Segmentation labeling entries:
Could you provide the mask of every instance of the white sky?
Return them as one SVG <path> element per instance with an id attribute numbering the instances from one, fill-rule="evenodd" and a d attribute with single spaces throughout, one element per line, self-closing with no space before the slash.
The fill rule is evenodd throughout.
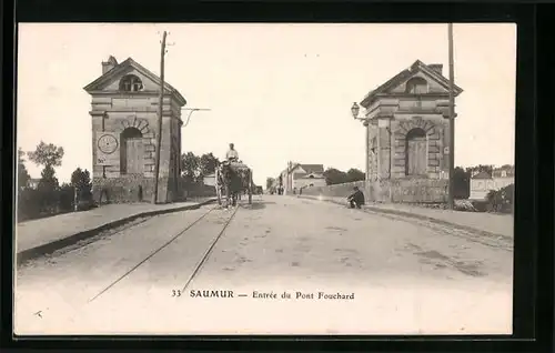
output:
<path id="1" fill-rule="evenodd" d="M 183 152 L 222 158 L 234 142 L 256 184 L 289 160 L 364 171 L 362 124 L 351 105 L 416 59 L 443 63 L 446 24 L 23 23 L 19 28 L 18 147 L 65 150 L 60 181 L 92 169 L 90 95 L 101 62 L 131 57 L 160 73 L 195 112 Z M 516 26 L 455 24 L 456 165 L 514 163 Z M 27 163 L 31 176 L 40 168 Z"/>

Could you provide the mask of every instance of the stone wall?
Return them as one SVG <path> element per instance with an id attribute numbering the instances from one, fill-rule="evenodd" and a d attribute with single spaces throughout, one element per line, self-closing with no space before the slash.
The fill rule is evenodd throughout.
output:
<path id="1" fill-rule="evenodd" d="M 184 182 L 180 182 L 176 194 L 174 194 L 171 183 L 172 180 L 169 178 L 160 178 L 158 199 L 161 202 L 183 202 L 186 198 L 215 196 L 213 186 L 191 185 Z M 153 192 L 154 178 L 125 175 L 122 178 L 93 179 L 92 194 L 97 203 L 107 203 L 107 194 L 110 203 L 151 202 Z"/>
<path id="2" fill-rule="evenodd" d="M 165 188 L 162 185 L 165 185 Z M 168 178 L 160 179 L 160 191 L 168 192 Z M 120 178 L 93 178 L 92 180 L 92 195 L 98 203 L 107 203 L 107 201 L 110 203 L 150 202 L 153 192 L 154 178 L 125 175 Z M 165 198 L 159 195 L 159 199 L 163 200 Z"/>
<path id="3" fill-rule="evenodd" d="M 443 203 L 447 202 L 448 180 L 441 179 L 384 179 L 381 181 L 357 181 L 323 188 L 307 188 L 306 195 L 346 198 L 353 188 L 364 191 L 366 201 L 396 203 Z"/>

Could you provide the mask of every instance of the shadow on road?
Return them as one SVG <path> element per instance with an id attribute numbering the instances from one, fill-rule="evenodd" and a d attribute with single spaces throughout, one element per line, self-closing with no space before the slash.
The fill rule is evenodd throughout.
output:
<path id="1" fill-rule="evenodd" d="M 244 210 L 262 210 L 266 208 L 266 204 L 275 204 L 275 202 L 252 200 L 252 204 L 248 202 L 238 203 L 238 205 Z"/>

## PROBLEM TO SOLVE
Reproduce, unchanged, the stretch of the records above from the line containing "Could you provide the mask of every instance of the shadow" through the end of the records.

## OUTPUT
Could you provide the mask of every instance of the shadow on road?
Return them as one SVG <path> element per instance with an id attribute numbering the instances from one, fill-rule="evenodd" and a d attribute with single spaces throughout, one element per line, self-closing with no space before the slash.
The fill rule is evenodd throughout.
output:
<path id="1" fill-rule="evenodd" d="M 244 210 L 262 210 L 266 208 L 266 204 L 275 204 L 275 202 L 252 200 L 252 204 L 248 202 L 238 203 L 238 205 Z"/>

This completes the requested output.